Text section:
···

Counsellors that work with persons with disabilities and their families need to understand the experience and process of disability. Well intentioned counselling professionals are subject to the effect of societal and historical beliefs pertaining to disability and may inadvertently perceive people with disabilities as diseased, broken, and in need of fixing without an understanding of this perspective.
Of particular importance is the awareness and consideration of terminology used to describe and refer to traditionally-marginalized groups, including persons with disabilities. Outdated or inaccurate words can encourage and promote, even if unintentional, poor and negative perceptions and feelings about persons with disabilities; some of which include the words “invalid, suffering, afflicted, victim, handicapped, crippled, and wheelchair-bound (Titchkosky, 2001, p. 127).
In addition, counsellors have a professional responsibility to be cognizant of their own word-choice and use of terms when referring to persons with disabilities and its potential impact. More specifically, they need to be mindful of whether they view the person as an individual who has the same rights, needs, and desires as anyone else or if they perceive him as incapable, weak, less than, suffering, pitiful, handicapped, or physically/mentally challenged and so forth (Smart, 2009; Titchkosky, 2001).
Common barriers referred to through personal accounts and the rehabilitation literature stress the fact that many individuals, regardless of disability type, face attitudinal, architectural, environmental, medical, employment, access, and personal barriers. Throughout this process, counsellors who do not regularly work with individuals with disabilities first need to become aware of the fact that such barriers are a reality, even if they cannot visually see or understand them.
Counselling Tips for Counselling Professionals
Counsellors who are mindful of these tips will increase their chances of developing an effective therapeutic relationship and understanding of persons with disabilities.

···

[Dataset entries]

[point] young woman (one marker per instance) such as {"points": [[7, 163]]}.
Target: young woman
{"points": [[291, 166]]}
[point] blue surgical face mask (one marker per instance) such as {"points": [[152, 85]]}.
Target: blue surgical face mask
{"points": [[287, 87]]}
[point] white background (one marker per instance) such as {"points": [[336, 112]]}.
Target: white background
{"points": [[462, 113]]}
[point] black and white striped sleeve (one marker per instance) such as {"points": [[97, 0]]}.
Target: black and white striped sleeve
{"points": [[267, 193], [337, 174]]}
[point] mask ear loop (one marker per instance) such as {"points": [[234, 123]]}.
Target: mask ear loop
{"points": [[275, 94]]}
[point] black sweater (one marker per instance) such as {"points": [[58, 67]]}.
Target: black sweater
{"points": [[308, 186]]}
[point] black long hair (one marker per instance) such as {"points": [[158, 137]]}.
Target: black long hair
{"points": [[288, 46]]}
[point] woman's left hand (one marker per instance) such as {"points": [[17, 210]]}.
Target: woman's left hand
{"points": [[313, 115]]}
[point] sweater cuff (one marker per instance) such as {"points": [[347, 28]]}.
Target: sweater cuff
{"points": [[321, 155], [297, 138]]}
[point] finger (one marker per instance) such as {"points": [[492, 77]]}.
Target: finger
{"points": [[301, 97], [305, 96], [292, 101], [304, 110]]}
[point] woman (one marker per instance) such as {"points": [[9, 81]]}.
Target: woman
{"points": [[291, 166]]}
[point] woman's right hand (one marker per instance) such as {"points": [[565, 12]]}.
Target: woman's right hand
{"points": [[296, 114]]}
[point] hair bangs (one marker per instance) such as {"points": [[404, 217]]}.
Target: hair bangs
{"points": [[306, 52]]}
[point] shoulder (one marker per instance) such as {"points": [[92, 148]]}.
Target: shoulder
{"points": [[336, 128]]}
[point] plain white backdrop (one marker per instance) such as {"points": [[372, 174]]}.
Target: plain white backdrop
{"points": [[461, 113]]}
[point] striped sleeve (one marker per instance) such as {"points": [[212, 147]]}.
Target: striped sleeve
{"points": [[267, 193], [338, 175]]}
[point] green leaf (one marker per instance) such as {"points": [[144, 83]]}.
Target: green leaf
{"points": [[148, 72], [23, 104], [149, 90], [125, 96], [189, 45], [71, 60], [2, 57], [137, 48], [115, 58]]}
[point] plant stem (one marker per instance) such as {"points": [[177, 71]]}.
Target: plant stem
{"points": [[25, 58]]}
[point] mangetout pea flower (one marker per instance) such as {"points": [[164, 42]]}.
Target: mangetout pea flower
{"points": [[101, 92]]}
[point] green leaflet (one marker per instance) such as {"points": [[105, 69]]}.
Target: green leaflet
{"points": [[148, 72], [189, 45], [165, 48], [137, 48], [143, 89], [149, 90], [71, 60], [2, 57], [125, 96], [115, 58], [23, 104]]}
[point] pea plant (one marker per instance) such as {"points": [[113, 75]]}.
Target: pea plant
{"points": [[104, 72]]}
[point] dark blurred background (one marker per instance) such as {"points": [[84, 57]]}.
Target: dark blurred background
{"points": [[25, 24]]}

···

Required work:
**1)** Reproduce the part of the text on counseling people with disabilities between "Common barriers referred" and "or understand them.", inclusive.
**2)** In the text on counseling people with disabilities, shorten the paragraph beginning "In addition, counsellors have a professional responsibility" while keeping its main facts.
The records bear no relation to the text on counseling people with disabilities.

Answers to the tasks:
**1)**
Common barriers referred to through personal accounts and the rehabilitation literature stress the fact that many individuals, regardless of disability type, face attitudinal, architectural, environmental, medical, employment, access, and personal barriers. Throughout this process, counsellors who do not regularly work with individuals with disabilities first need to become aware of the fact that such barriers are a reality, even if they cannot visually see or understand them.

**2)** Counselors are professionally responsible for staying aware of the terms they use for persons with disabilities and the effect those terms may have. They should notice whether they see the person as an individual with the same rights, needs, and desires as anyone else, or as incapable, weak, less than, suffering, pitiful, handicapped, or physically/mentally challenged (Smart, 2009; Titchkosky, 2001).